> **Description of the task**:
The line containing "of the white" marks the start; please restate exactly that line and only the lines following it through the end of the material below.

> **Records for the task**:
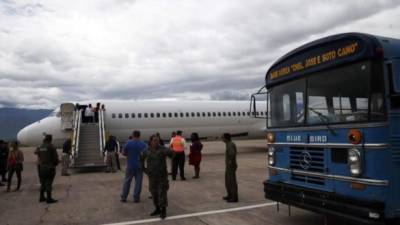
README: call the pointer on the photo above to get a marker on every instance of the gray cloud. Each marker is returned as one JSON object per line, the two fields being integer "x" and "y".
{"x": 117, "y": 49}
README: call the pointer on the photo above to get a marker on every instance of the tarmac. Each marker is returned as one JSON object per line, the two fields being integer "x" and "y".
{"x": 93, "y": 197}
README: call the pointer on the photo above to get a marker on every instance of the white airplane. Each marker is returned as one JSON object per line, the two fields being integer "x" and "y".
{"x": 208, "y": 118}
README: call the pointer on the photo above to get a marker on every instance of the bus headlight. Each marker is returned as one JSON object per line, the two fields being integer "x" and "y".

> **Output of the task**:
README: call the pointer on the photo above to get a marker on every instance of the white airplane. Each marker is returned as one JSON object per line, the two fields being integer "x" and "y".
{"x": 208, "y": 118}
README: call the pointer on the photo above to get a marker on every instance of the bus headlight. Each marker is returned as one JSON object per line, the two fields being integer "x" and "y".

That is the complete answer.